Assigned task: Once the line holding "Target: white microwave" is found in the listing below, write it out and each later line exactly, up to and including the one holding "holder. Output: integer pixel values for every instance.".

____

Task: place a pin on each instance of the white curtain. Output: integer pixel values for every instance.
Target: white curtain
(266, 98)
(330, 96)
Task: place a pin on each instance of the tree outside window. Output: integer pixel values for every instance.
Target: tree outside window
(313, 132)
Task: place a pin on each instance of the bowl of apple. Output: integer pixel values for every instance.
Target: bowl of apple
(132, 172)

____

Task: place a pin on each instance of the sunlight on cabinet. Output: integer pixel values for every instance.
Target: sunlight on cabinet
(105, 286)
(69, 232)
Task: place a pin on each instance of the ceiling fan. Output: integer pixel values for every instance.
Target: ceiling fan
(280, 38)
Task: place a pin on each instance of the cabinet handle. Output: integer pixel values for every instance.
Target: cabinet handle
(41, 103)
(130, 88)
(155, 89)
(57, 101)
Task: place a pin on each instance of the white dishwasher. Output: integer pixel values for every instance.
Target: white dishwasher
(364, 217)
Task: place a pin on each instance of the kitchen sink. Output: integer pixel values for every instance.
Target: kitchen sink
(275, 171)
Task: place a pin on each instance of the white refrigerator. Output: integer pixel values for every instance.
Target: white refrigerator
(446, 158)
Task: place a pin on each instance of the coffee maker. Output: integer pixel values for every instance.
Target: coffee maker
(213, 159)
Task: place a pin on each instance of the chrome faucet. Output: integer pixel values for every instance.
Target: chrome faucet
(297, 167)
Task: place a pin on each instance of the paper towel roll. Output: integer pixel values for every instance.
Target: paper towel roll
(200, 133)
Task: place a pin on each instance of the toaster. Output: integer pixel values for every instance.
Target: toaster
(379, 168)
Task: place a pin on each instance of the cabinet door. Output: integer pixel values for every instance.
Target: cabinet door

____

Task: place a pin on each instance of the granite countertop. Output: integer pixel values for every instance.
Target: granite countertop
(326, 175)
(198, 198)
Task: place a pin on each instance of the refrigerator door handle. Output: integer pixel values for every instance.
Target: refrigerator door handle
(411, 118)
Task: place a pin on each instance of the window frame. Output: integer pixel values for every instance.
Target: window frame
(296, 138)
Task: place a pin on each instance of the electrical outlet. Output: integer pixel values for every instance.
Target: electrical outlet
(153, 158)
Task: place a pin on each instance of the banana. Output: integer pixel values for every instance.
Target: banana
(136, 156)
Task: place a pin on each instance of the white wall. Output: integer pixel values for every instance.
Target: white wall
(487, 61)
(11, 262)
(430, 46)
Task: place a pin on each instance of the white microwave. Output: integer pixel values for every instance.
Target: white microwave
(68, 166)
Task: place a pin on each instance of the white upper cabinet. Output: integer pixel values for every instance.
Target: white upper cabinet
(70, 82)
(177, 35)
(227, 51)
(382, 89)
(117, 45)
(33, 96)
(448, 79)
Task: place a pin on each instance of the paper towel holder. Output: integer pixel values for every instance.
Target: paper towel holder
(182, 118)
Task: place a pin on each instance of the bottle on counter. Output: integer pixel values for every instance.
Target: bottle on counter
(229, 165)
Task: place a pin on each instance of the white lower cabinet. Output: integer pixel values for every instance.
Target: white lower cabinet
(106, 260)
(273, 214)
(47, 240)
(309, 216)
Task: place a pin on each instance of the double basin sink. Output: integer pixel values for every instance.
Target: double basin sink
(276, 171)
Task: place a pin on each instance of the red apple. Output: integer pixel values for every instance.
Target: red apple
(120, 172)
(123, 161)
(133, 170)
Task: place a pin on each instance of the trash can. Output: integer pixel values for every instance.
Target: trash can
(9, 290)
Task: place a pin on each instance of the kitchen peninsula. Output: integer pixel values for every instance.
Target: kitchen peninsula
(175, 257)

____

Solution for this task:
Target: white microwave
(68, 166)
Task: place a pin on each instance of the white upper cabinet. Output: integer pixel values for every instance.
Target: white upper cabinet
(70, 82)
(177, 35)
(227, 51)
(382, 89)
(117, 45)
(33, 96)
(448, 79)
Task: place a pin on each instance of the paper towel holder. Output: integer pixel values for every instance.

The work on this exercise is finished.